-- DATASET EXCERPTS --
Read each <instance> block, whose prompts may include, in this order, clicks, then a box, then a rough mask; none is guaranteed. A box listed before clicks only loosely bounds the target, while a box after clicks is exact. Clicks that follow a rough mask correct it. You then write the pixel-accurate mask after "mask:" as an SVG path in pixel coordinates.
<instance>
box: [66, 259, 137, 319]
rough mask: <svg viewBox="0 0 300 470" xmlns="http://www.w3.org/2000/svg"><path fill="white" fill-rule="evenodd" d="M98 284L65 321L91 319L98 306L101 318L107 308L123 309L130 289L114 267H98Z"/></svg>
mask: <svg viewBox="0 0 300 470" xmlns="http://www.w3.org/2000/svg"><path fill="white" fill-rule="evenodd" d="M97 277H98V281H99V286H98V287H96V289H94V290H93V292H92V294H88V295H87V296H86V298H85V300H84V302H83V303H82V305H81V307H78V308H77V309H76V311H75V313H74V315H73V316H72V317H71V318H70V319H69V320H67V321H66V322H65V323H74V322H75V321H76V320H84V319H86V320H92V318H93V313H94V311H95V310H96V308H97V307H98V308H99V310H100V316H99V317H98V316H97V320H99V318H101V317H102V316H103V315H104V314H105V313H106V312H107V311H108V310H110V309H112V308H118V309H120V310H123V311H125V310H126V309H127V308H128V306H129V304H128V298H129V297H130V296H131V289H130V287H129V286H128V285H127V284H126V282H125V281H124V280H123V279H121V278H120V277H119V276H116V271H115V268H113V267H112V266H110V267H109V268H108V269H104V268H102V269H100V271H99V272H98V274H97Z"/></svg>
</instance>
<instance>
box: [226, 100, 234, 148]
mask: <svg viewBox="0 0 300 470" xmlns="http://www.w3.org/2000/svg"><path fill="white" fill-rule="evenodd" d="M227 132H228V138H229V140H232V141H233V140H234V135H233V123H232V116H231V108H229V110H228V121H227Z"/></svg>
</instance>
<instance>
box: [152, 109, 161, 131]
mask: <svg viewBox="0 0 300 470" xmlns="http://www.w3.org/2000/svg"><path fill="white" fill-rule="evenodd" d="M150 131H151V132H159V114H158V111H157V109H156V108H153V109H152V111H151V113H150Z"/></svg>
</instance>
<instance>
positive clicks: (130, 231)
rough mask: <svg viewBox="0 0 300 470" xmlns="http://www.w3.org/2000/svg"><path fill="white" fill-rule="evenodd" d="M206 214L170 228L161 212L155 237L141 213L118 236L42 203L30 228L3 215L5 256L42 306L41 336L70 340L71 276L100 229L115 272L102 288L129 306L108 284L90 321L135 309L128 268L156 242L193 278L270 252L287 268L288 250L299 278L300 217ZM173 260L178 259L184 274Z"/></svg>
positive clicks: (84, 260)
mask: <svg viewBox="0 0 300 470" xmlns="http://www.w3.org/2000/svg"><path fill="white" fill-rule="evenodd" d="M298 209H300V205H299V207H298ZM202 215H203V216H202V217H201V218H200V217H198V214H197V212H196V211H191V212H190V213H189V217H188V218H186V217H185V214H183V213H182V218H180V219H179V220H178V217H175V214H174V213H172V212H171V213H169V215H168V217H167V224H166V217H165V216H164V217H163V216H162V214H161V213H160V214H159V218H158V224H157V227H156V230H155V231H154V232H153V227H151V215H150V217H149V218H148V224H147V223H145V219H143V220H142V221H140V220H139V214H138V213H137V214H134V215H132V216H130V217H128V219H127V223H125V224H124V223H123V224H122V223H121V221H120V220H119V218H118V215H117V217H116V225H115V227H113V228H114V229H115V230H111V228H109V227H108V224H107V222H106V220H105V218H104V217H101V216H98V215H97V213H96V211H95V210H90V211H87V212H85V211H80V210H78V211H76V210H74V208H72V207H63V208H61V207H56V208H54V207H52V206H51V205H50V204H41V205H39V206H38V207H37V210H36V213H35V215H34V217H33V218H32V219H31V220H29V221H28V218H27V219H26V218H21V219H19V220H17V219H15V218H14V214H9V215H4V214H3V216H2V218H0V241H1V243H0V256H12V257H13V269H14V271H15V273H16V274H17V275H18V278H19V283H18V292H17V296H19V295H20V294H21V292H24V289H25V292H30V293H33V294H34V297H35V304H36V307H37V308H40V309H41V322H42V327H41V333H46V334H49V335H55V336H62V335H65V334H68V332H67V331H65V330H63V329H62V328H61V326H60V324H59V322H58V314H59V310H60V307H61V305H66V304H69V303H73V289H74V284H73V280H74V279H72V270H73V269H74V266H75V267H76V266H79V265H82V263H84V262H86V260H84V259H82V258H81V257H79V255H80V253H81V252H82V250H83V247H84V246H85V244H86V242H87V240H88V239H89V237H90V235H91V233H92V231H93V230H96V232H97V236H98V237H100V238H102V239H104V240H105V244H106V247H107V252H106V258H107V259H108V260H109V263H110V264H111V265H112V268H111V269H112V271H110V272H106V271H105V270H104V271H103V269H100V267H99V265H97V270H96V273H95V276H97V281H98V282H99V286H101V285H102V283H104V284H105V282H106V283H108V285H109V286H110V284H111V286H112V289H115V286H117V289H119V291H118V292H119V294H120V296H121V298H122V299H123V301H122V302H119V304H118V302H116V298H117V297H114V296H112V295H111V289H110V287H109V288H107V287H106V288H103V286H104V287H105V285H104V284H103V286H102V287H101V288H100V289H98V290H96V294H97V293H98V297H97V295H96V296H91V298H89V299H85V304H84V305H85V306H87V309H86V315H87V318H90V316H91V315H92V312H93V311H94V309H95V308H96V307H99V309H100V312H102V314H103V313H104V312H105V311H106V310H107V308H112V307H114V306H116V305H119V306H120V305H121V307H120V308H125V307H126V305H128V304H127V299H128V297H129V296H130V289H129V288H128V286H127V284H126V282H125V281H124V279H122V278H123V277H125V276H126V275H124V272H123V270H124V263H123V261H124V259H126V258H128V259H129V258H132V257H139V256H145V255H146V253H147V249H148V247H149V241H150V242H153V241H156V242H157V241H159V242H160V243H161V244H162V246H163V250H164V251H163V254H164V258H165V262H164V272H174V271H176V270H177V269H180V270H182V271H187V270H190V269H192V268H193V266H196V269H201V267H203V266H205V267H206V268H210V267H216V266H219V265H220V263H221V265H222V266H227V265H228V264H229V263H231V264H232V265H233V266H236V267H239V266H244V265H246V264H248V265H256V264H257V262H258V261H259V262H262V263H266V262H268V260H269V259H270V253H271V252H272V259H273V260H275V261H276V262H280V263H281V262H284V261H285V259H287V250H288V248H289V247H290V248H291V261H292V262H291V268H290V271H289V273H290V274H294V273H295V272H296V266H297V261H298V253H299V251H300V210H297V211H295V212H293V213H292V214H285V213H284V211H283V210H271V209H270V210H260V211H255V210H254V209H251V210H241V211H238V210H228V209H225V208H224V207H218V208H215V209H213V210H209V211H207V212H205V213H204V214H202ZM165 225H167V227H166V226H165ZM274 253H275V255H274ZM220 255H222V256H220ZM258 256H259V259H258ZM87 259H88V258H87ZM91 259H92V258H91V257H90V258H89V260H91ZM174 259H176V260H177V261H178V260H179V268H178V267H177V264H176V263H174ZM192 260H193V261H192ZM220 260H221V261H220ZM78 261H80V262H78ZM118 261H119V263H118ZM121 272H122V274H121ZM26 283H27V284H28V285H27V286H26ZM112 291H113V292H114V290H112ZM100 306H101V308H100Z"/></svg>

-- PROBLEM DETAILS --
Each record is to be transcribed exactly and in full.

-- EXERCISE OUTPUT --
Read each <instance> block, whose prompts may include, in this order, clicks, then a box, then a rough mask; none is guaranteed. A box listed before clicks only loosely bounds the target, while a box after clicks is exact. Clicks that follow a rough mask correct it. You then write the pixel-accurate mask after "mask:" as an SVG path in pixel coordinates.
<instance>
box: [66, 259, 137, 319]
rough mask: <svg viewBox="0 0 300 470" xmlns="http://www.w3.org/2000/svg"><path fill="white" fill-rule="evenodd" d="M98 284L65 321L91 319L98 306L101 318L107 308L123 309L130 289L114 267H98Z"/></svg>
mask: <svg viewBox="0 0 300 470" xmlns="http://www.w3.org/2000/svg"><path fill="white" fill-rule="evenodd" d="M97 277H98V281H99V286H98V287H96V289H94V290H93V292H92V294H88V295H87V296H86V298H85V300H84V302H83V303H82V305H81V307H78V308H77V309H76V311H75V313H74V315H73V316H72V317H71V318H70V319H69V320H67V321H66V322H65V323H74V322H75V321H76V320H84V319H86V320H92V318H93V313H94V311H95V310H96V308H97V307H98V308H99V310H100V316H99V317H98V316H97V320H99V318H101V317H102V316H103V315H104V314H105V313H106V312H107V311H108V310H110V309H112V308H118V309H120V310H123V311H125V310H126V309H127V308H128V306H129V304H128V298H129V297H130V296H131V289H130V287H129V286H128V285H127V284H126V282H125V281H124V280H123V279H121V278H120V277H119V276H116V271H115V268H113V267H112V266H110V267H109V268H108V269H104V268H102V269H100V271H99V272H98V274H97Z"/></svg>
</instance>
<instance>
box: [226, 100, 234, 148]
mask: <svg viewBox="0 0 300 470" xmlns="http://www.w3.org/2000/svg"><path fill="white" fill-rule="evenodd" d="M227 132H228V138H229V140H232V141H233V140H234V135H233V123H232V116H231V108H229V110H228V121H227Z"/></svg>
</instance>
<instance>
box: [152, 109, 161, 131]
mask: <svg viewBox="0 0 300 470" xmlns="http://www.w3.org/2000/svg"><path fill="white" fill-rule="evenodd" d="M150 131H151V132H159V114H158V111H157V109H156V108H153V109H152V111H151V113H150Z"/></svg>
</instance>
<instance>
positive clicks: (130, 231)
rough mask: <svg viewBox="0 0 300 470" xmlns="http://www.w3.org/2000/svg"><path fill="white" fill-rule="evenodd" d="M206 214L170 228L161 212L155 237L141 213L118 236L42 203L30 228L3 215L5 256L42 306L41 336L70 340L71 276L100 229L115 272L102 288L129 306L108 284L90 321L135 309L128 268L156 242L193 278L270 252L287 268L288 250L299 278L300 217ZM173 260L178 259L184 274Z"/></svg>
positive clicks: (84, 260)
mask: <svg viewBox="0 0 300 470" xmlns="http://www.w3.org/2000/svg"><path fill="white" fill-rule="evenodd" d="M298 209H300V205H299V207H298ZM202 215H203V216H202V217H201V218H200V217H198V214H197V212H196V211H191V212H190V213H189V217H188V218H186V217H185V214H183V213H182V218H180V219H179V220H178V217H175V214H174V213H172V212H171V213H169V215H168V217H167V224H166V217H165V216H164V217H163V216H162V214H161V213H160V214H159V218H158V224H157V227H156V230H155V231H154V232H153V227H151V215H150V217H149V218H148V224H147V223H145V219H143V220H142V221H140V220H139V214H138V213H137V214H134V215H132V216H130V217H128V219H127V223H125V224H124V223H123V224H122V223H121V221H120V220H119V218H118V215H117V217H116V225H115V227H113V228H114V229H115V230H111V228H109V227H108V224H107V222H106V220H105V218H104V217H101V216H98V215H97V213H96V211H95V210H90V211H87V212H85V211H80V210H78V211H76V210H74V208H72V207H63V208H61V207H56V208H54V207H52V206H51V205H50V204H41V205H39V206H38V207H37V210H36V213H35V215H34V217H33V218H32V219H31V220H29V221H28V218H27V219H26V218H21V219H19V220H17V219H15V218H14V214H9V215H4V214H3V216H2V218H0V241H1V243H0V256H12V257H13V269H14V271H15V273H16V274H17V275H18V278H19V283H18V292H17V296H19V295H20V294H21V292H24V289H25V292H30V293H33V294H34V297H35V304H36V307H37V308H40V309H41V322H42V327H41V333H46V334H49V335H55V336H62V335H65V334H68V332H67V331H65V330H63V329H62V328H61V326H60V324H59V322H58V314H59V310H60V307H61V305H66V304H69V303H73V289H74V284H73V280H74V279H72V270H73V269H74V266H75V267H76V266H79V265H82V263H84V262H86V260H84V259H82V258H81V257H79V255H80V253H81V252H82V250H83V247H84V246H85V244H86V242H87V240H88V239H89V237H90V235H91V233H92V231H93V230H96V232H97V236H98V237H100V238H102V239H104V240H105V244H106V247H107V252H106V258H107V259H108V260H109V263H110V264H111V265H112V268H111V269H112V271H110V272H106V271H105V270H104V271H103V269H100V267H99V265H97V270H96V273H95V276H97V281H98V282H99V286H101V285H102V283H104V284H105V282H106V283H108V285H109V286H110V284H111V286H112V289H115V286H117V289H119V291H118V292H119V294H120V296H121V298H122V299H123V301H122V302H119V304H118V302H116V298H117V297H114V296H112V295H111V289H110V287H109V288H107V287H106V288H103V286H104V287H105V285H104V284H103V286H102V287H101V288H100V289H98V290H96V294H97V293H98V297H97V295H96V296H91V298H89V299H85V304H84V305H85V306H87V309H86V315H87V318H90V316H91V315H92V312H93V311H94V309H95V308H96V307H99V309H100V312H102V314H103V313H104V312H105V311H106V310H107V308H112V307H114V306H116V305H119V306H120V305H121V307H120V308H125V307H126V305H128V304H127V299H128V297H129V296H130V289H129V288H128V286H127V284H126V282H125V281H124V279H122V278H123V277H125V276H126V275H124V272H123V270H124V263H123V261H124V259H126V258H128V259H129V258H132V257H139V256H145V255H146V253H147V249H148V247H149V241H150V242H153V241H156V242H157V241H159V242H160V243H161V244H162V246H163V250H164V251H163V254H164V258H165V262H164V272H174V271H176V270H177V269H180V270H182V271H187V270H190V269H192V268H193V266H196V269H201V267H203V266H205V267H206V268H210V267H216V266H219V265H220V263H221V265H222V266H227V265H228V264H229V263H231V264H232V265H233V266H236V267H239V266H244V265H246V264H248V265H256V264H257V262H258V261H259V262H262V263H266V262H268V260H269V259H270V253H271V252H272V259H273V260H275V261H276V262H280V263H281V262H284V261H285V259H287V250H288V248H289V247H290V248H291V261H292V262H291V268H290V271H289V273H290V274H294V273H295V272H296V266H297V261H298V253H299V251H300V210H297V211H295V212H293V213H292V214H285V213H284V211H283V210H271V209H270V210H260V211H255V210H254V209H251V210H241V211H238V210H228V209H225V208H224V207H218V208H215V209H213V210H209V211H207V212H205V213H204V214H202ZM165 225H167V227H166V226H165ZM274 253H275V255H274ZM220 255H222V256H220ZM258 256H259V259H258ZM87 259H88V258H87ZM91 259H92V258H91V257H90V258H89V260H91ZM174 259H176V260H177V261H178V260H179V268H178V267H177V264H176V263H174ZM192 260H193V261H192ZM220 260H221V261H220ZM78 261H80V262H78ZM118 261H119V263H118ZM121 272H122V274H121ZM26 283H27V284H28V285H27V286H26ZM112 291H113V292H114V290H112ZM100 306H101V308H100Z"/></svg>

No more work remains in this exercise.